▶ **Zitierter Auszug**:
====
Gute, alte Zeiten

     

Es gab sie wirklich: „Die gute alte Zeit“ als Formel, die sogar zum Sprichwort gerann: Unsere Ur – und Ur-Urgroßeltern umschrieben damit die Zeit 1871 bis 1914 als den bis dahin längsten Friedenszeitraum. Sie prägten diesen Literatur gewordenen Seufzer, als sie selbst älter und alt wurden und in den mitnichten nur Goldenen 20ern, in denen die meisten mißliche, miserable Verhältnisse aushalten mußten, die dann ein irdischer Führer zu beenden versprach. Man und frau, Oben und Unten flohen aber zu allen Zeiten in ihre Vergangenheit als Ort der Überschaubarkeit des Lebens, in dem ein Ei 3 und Eimer Heringe 10 Pfennig kosteten, die Kaiser freundlich waren und die vier Jahreszeiten noch ihre Namen verdienten.

In der Psychologie ist „Die gute alte Zeit“ eine Denkformel, die zur Überlebenstechnik beiträgt. Diese Denkformel arbeitet mit der positiven Seite unserer Kunst zur Verdrängung. Normalerweise beklagen wir, was an Schlimmem alles verdrängt werden muß, aber auch Verdrängung ist eine Kraft, die der liebe Gott mitsamt der ganzen Psychologie in seiner Schöpfung einplante. Denn mit „der guten alten Zeit“ verdrängen wir nicht nur das damals Schwere, Schmerzhafte, Kränkende – wir äußern damit auch unsere Meinungen und Wünsche an die Gegenwart und Zukunft (meinte schon ein Sigmund Freud). Alte Zeiten besser zu reden als sie je waren, ist grundsätzlich eine „Alterserscheinung“.Völker schreiben so ihre Geschichte, Gruppen feiern Jubiläen als Rückschau-Chance, Einzelne schreiben ihre Autobiographie
 

und ein Mensch im Altersheim erzählt jemand Zuhörensfähigem von früher – und alle gestalten mit den darin geäußerten Wünschen ihre Gegenwart und Zukunft und legen Hansaplast auf die verdrängten Schmerzen der Vergangenheit, so daß sich mit ihr versöhnen läßt.
====
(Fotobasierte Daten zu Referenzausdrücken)
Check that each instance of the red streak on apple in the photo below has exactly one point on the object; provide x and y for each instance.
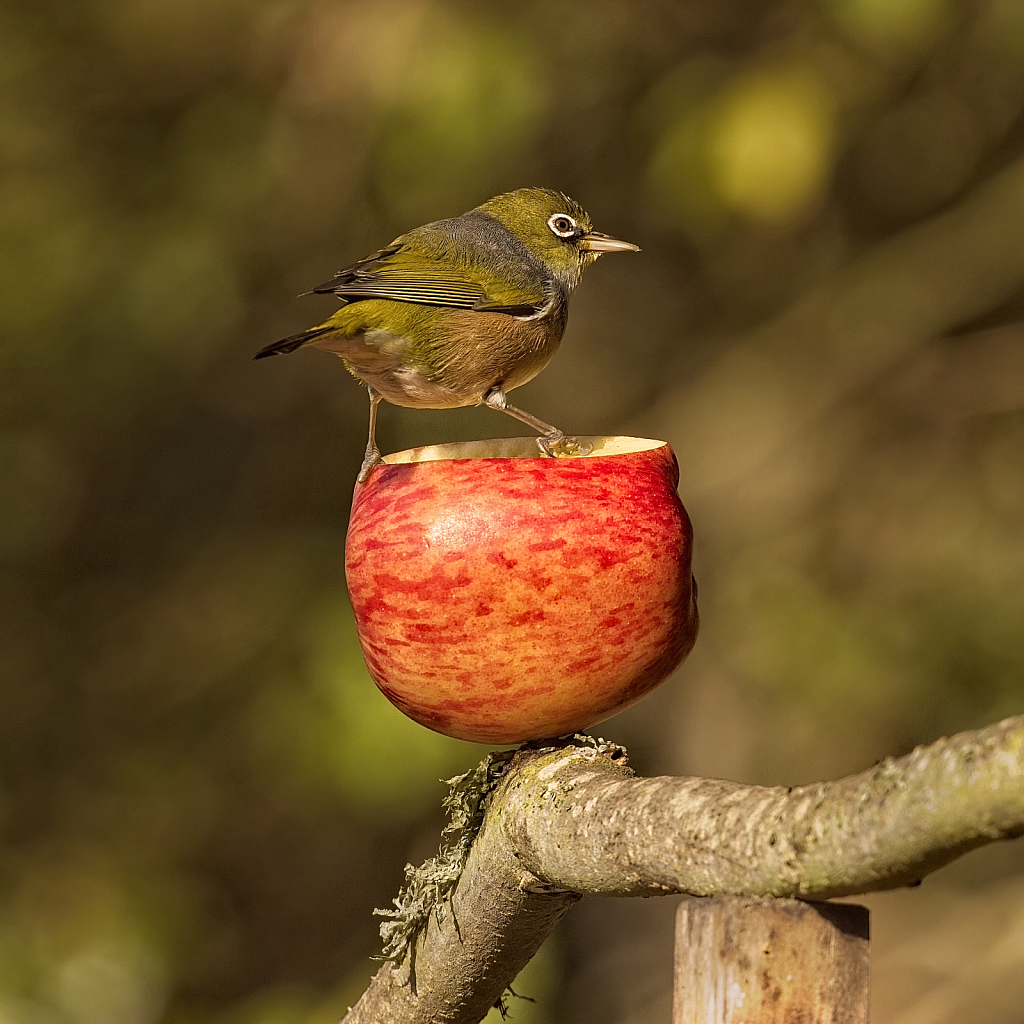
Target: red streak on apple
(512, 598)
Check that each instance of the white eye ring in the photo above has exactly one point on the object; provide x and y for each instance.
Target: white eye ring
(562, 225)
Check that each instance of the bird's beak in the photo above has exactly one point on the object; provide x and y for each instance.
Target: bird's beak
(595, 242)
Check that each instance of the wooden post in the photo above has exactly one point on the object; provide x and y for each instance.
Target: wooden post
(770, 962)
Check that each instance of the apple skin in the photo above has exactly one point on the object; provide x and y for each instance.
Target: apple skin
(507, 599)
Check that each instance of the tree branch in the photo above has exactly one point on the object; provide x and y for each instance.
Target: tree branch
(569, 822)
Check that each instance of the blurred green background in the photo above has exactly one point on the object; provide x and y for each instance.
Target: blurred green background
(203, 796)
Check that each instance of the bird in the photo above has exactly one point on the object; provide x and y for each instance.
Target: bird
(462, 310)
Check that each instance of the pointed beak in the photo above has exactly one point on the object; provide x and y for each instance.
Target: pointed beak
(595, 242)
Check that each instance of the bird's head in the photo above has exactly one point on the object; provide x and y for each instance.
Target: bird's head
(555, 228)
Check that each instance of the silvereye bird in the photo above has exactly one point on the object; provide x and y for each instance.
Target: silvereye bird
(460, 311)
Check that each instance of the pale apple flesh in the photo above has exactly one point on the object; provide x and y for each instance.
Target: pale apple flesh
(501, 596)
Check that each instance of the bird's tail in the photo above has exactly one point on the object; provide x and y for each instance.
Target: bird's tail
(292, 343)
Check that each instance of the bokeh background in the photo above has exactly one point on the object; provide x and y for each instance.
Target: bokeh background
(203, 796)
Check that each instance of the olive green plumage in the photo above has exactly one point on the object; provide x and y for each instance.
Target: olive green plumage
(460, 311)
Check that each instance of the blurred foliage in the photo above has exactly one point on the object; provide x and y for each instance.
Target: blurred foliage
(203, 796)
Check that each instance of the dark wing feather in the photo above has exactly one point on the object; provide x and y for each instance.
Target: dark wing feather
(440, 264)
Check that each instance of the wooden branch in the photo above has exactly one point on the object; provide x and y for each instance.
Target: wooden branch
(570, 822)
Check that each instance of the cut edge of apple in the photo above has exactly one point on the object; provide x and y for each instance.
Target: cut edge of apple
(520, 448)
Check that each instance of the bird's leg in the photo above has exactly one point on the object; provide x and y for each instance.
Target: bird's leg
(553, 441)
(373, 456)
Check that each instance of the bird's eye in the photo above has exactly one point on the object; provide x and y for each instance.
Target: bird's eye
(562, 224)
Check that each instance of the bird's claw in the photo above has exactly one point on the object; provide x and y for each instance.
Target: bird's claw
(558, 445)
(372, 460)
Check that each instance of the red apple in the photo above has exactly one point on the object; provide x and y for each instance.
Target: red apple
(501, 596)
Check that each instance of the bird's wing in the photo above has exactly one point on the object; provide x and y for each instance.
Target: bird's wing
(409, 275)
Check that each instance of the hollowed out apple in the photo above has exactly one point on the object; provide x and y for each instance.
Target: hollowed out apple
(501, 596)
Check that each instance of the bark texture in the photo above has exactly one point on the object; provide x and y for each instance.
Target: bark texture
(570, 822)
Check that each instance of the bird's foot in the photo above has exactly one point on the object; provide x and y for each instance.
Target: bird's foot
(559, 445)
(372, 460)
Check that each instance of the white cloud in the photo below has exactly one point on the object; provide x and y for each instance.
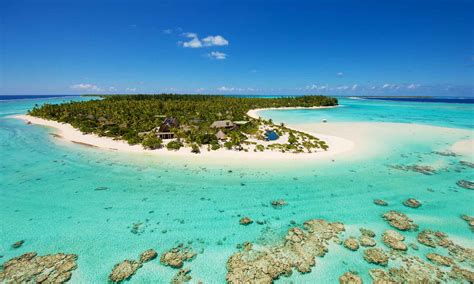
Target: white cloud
====
▶ **Gelesenes anwenden**:
a – Druck aus dem Text über die gute alte Zeit den Teil von „Gute, alte Zeiten“ bis einschließlich „ihre Namen verdienten.“ wortgetreu ab.
b – Führ den Text über die gute alte Zeit nach seinem letzten Satz weiter.

▶ **Ergebnisse**:
a –
Gute, alte Zeiten

     

Es gab sie wirklich: „Die gute alte Zeit“ als Formel, die sogar zum Sprichwort gerann: Unsere Ur – und Ur-Urgroßeltern umschrieben damit die Zeit 1871 bis 1914 als den bis dahin längsten Friedenszeitraum. Sie prägten diesen Literatur gewordenen Seufzer, als sie selbst älter und alt wurden und in den mitnichten nur Goldenen 20ern, in denen die meisten mißliche, miserable Verhältnisse aushalten mußten, die dann ein irdischer Führer zu beenden versprach. Man und frau, Oben und Unten flohen aber zu allen Zeiten in ihre Vergangenheit als Ort der Überschaubarkeit des Lebens, in dem ein Ei 3 und Eimer Heringe 10 Pfennig kosteten, die Kaiser freundlich waren und die vier Jahreszeiten noch ihre Namen verdienten.

b –
Nach dem Millenium 2000 steigerte sich unser Sehnen nach früher bis hin zur Sehn-Suchterkrankung. „Nostalgie“ ist nicht nur ein Fremdwort dafür, sondern inzwischen eine psychiatrische Diagnose („Nostalgie-Syndrom“) für Ewiggestrige, die vergessen, das Ewige mit der Gegenwart und Zukunft zu verbinden.

Unser heutiges Überbetonen des Guten am Alten hat jedoch eine in dieser Dimension noch nie dagewesene Funktion: Die Angst vor der Frage, die inzwischen fast alle Wissenschaften und Künste beschäftigt:„Wie lebt der Mensch noch menschlich bei soviel Verschiebung seines Lebens in die virtuellen Welten?“ Die Abhängigkeit von Handy, Laptop, Playstation-Games und allmächtigem Internet schafft neue Götter.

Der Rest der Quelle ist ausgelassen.